THE PROBLEM: In full and without alteration, write out the records.

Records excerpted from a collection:
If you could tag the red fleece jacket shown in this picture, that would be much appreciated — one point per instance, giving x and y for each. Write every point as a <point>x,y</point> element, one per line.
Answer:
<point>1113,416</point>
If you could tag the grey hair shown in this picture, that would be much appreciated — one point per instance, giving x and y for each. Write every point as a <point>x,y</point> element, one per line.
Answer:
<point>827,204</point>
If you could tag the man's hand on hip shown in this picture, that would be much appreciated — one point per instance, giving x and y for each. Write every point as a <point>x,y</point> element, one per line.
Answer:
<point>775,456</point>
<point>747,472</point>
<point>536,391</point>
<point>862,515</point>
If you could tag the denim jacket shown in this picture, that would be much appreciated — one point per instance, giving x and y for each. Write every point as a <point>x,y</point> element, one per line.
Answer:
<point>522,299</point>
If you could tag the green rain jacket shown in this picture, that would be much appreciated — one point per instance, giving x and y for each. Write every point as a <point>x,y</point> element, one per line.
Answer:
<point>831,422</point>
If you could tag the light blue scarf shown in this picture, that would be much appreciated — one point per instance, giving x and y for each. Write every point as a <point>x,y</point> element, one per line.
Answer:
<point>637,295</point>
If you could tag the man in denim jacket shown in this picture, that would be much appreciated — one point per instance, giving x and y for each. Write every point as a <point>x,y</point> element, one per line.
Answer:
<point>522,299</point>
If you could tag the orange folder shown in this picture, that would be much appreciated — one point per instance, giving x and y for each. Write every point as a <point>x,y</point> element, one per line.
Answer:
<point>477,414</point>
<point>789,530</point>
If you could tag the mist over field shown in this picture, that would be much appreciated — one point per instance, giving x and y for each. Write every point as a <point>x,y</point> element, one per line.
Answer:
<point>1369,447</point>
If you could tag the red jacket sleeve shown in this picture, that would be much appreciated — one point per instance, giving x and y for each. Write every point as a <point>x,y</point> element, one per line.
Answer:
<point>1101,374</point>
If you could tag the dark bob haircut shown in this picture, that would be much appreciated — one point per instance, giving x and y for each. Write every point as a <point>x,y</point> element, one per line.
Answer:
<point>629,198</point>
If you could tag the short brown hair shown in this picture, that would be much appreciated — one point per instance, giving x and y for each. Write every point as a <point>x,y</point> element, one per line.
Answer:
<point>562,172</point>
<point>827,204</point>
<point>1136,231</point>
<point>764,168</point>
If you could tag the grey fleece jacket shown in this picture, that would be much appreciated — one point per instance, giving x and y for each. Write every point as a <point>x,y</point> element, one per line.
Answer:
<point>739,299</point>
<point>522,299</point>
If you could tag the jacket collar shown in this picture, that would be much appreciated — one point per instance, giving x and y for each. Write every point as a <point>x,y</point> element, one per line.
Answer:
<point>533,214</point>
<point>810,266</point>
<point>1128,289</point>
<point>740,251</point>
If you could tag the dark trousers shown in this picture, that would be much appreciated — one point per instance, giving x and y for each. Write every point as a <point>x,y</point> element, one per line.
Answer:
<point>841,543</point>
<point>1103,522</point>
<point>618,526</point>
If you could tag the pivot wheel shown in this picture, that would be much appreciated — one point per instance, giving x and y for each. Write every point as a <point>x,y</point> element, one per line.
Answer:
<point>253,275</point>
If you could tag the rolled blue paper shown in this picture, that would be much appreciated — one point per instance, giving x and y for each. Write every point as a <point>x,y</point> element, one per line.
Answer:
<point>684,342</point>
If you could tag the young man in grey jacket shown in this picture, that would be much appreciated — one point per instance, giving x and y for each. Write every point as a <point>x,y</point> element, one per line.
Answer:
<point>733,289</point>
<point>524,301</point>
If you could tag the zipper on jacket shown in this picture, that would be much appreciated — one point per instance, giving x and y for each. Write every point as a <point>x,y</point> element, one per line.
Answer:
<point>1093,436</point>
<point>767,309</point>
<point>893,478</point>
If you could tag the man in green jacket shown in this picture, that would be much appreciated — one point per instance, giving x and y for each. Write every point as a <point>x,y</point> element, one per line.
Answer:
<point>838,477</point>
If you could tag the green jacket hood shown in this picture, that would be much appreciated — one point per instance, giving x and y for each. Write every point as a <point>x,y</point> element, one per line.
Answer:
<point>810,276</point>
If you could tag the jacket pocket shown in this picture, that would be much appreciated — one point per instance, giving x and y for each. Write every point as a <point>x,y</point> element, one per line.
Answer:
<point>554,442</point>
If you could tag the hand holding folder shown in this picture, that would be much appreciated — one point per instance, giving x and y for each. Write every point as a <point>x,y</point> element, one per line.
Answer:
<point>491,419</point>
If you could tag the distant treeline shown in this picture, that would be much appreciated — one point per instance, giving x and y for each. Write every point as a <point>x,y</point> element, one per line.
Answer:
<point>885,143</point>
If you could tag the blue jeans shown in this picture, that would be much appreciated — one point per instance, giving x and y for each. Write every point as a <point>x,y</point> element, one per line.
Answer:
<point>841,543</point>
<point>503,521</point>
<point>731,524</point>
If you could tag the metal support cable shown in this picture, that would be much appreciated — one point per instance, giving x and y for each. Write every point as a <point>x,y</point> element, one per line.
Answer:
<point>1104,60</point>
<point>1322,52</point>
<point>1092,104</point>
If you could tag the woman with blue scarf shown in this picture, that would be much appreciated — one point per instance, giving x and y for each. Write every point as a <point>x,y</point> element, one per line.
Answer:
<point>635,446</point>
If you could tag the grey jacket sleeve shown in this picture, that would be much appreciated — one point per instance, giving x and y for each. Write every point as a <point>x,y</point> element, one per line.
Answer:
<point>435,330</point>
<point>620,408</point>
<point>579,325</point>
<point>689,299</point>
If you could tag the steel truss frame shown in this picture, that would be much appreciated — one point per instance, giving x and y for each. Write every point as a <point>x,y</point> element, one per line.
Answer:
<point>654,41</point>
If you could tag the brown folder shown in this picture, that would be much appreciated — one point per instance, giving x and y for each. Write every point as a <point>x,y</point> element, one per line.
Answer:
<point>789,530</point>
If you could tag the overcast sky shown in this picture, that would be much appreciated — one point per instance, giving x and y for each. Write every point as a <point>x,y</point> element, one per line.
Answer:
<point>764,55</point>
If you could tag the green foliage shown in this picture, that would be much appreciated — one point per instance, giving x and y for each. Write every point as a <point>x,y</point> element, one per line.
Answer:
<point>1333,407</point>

YOUR RESPONSE:
If you could tag the red fleece jacket shown in this picture, that would be much appreciated — one point per instance, giving x and y for each. Write every point as a <point>x,y</point> element, one per line.
Answer:
<point>1113,416</point>
If you could tag the grey hair shown in this picture, that would be much appreciated — one point per instance, giving x and y for each. Write every point as a <point>x,y</point> element, one per line.
Answer:
<point>827,204</point>
If you could tag the man's hand on hip shown in this picture, that would be much appreciated — one point per instance, giving x and y for each. Write every point as a <point>x,y</point> element, one per line.
Answer:
<point>775,456</point>
<point>747,472</point>
<point>536,391</point>
<point>862,515</point>
If you could tag the denim jacket shown in this picture, that would be much appreciated — one point per instance, giving x and y for each. Write every point as a <point>x,y</point> element, one per line.
Answer:
<point>522,299</point>
If you could tag the green rain jacket shown in this picture, that would be much appreciated — one point per instance, giving x and y for each. Write every point as a <point>x,y</point> element, one per line.
Answer:
<point>831,422</point>
If you could tag the light blue scarf shown in this picture, that would be much appreciated — one point per instance, giving x and y for each. Write every point as a <point>x,y</point> element, one per line.
Answer:
<point>637,295</point>
If you could tag the man in denim jacket shown in this picture, that would be much appreciated — one point per instance, giving x and y for each. Write every point as a <point>x,y</point> element, one per line.
Answer:
<point>522,299</point>
If you could tag the orange folder shown in this picture, that would be much appreciated — one point per instance, giving x and y for each. Write every point as a <point>x,y</point> element, one per line.
Answer:
<point>477,414</point>
<point>789,530</point>
If you could tag the mist over field shown in this picture, that would be much appreciated — one point per instance, giving x and y for each. Write every point as a <point>x,y</point> element, one per line.
Answer:
<point>1369,447</point>
If you could tag the red jacket sleeve shown in this picture, that would be much appreciated — one point per instance, giving x and y for each. Write every point as a <point>x,y</point> element, one per line.
Answer:
<point>1101,374</point>
If you could tag the dark bob haircut shown in this picture, that would be much appreciated — one point per instance, giving x and y for each. Write every point as a <point>x,y</point> element, one per line.
Answer:
<point>629,198</point>
If you could tag the short brown hair shown in this picture, that would be much appreciated — one point per instance, giving x and y for each. Write every point as a <point>x,y</point> element, one per line.
Answer:
<point>562,172</point>
<point>827,204</point>
<point>1136,231</point>
<point>764,168</point>
If you could tag the grey fleece jacket shown in this picture, that would be much appreciated — one point per instance, giving x and y for each. Write every point as a <point>x,y</point> element, one per line.
Answer:
<point>739,299</point>
<point>522,299</point>
If you could tag the jacket collar shown in this picture, that would be much appreciated — one point per instance, giving x and y for each. Write every point as a <point>x,y</point> element, one per line.
Answer:
<point>533,214</point>
<point>810,266</point>
<point>1128,289</point>
<point>740,251</point>
If you could tag the dark trousers shown in this picture, that would be much appreciated — one point per instance, giving x and y for each. Write every point as a <point>x,y</point> element, one per line.
Answer:
<point>841,543</point>
<point>1103,522</point>
<point>618,526</point>
If you could tag the pivot wheel shown in this picture, that would be much appreciated — one point per instance, giving x and y for each. Write every point as a <point>x,y</point> element, one per line.
Answer:
<point>253,275</point>
If you could tag the rolled blue paper shown in this picture, that would be much appreciated — one point per instance, giving x and y for each. Write every point as a <point>x,y</point> element, one per line.
Answer:
<point>684,342</point>
If you could tag the young man in grey jacket shown in this picture, that would be much appreciated — one point per instance, giving x and y for each. Write every point as a <point>x,y</point> element, one per line.
Answer:
<point>733,289</point>
<point>524,301</point>
If you could tag the zipper on jacket shown in this picture, that would be much appreciated — one point per instance, giving x and y for each. Write every point as a <point>x,y</point> element, one per line.
Answer:
<point>1093,436</point>
<point>767,309</point>
<point>893,478</point>
If you could tag the man in green jacket shown in this picture, that would be much appreciated — one point per instance, giving x and y for each. Write every point as a <point>x,y</point> element, one per line.
Answer:
<point>838,477</point>
If you could tag the green jacket hood shown in this picture, that would be much appreciated — one point per instance, giving x and y for each. Write every point as a <point>x,y</point> element, one per line.
Answer:
<point>810,276</point>
If you could tag the jacket pocket shown in this picture, that would be much appreciated — one point per instance, giving x and y for each. Write every point as a <point>x,y</point> element, one per line.
Answer:
<point>554,442</point>
If you could tag the hand holding folder shown in this picture, that would be much appreciated — one point per instance, giving x and y for each. Write every point as a <point>x,y</point> element, one per line.
Answer:
<point>491,419</point>
If you could tag the distant treeline shown in this picture, that would be much appreciated — one point per instance, giving x and y for each. Write every point as a <point>x,y</point> element, one per line.
Answer:
<point>885,143</point>
If you could tag the blue jeans shown in this picture, that would be much appreciated — one point per instance, giving x and y for each. Write every point as a <point>x,y</point> element, one per line.
Answer:
<point>841,543</point>
<point>503,521</point>
<point>731,524</point>
If you could tag the metal support cable shown in this picture, that would be much appreciated — one point per instance, giving x and y for each. Write every point as a <point>x,y</point> element, one per line.
Answer:
<point>1104,60</point>
<point>1322,52</point>
<point>1092,104</point>
If you could tag the woman with blue scarf shown in this picture, that would be much appreciated — one point per instance, giving x and y for each. Write every point as a <point>x,y</point> element, one per line.
Answer:
<point>635,446</point>
If you could tag the grey jacket sleeve shown in this picture, that would be much appreciated — one point per instance, giving x and y for each. Write every point as a <point>x,y</point> element, one per line.
Answer:
<point>435,330</point>
<point>620,408</point>
<point>579,325</point>
<point>689,299</point>
If you could tag the steel truss frame shown in this picture, that would be much appreciated — one point per instance, giving x and y for each. Write every point as a <point>x,y</point> element, one per line.
Answer:
<point>654,41</point>
If you could tag the brown folder shown in this picture, that would be much appreciated — one point per instance, giving x and y for each. Write every point as a <point>x,y</point> element, one per line.
Answer:
<point>789,530</point>
If you could tag the overcast sky shown in this picture, that would be much appreciated — one point per instance, giving x and y for each. Write every point as a <point>x,y</point> element, one per line.
Answer:
<point>764,55</point>
If you could tag the green foliage shown in this picture, that would be much appreciated — one point per instance, giving x and y for each. Write every point as a <point>x,y</point> element, one per line.
Answer:
<point>1333,407</point>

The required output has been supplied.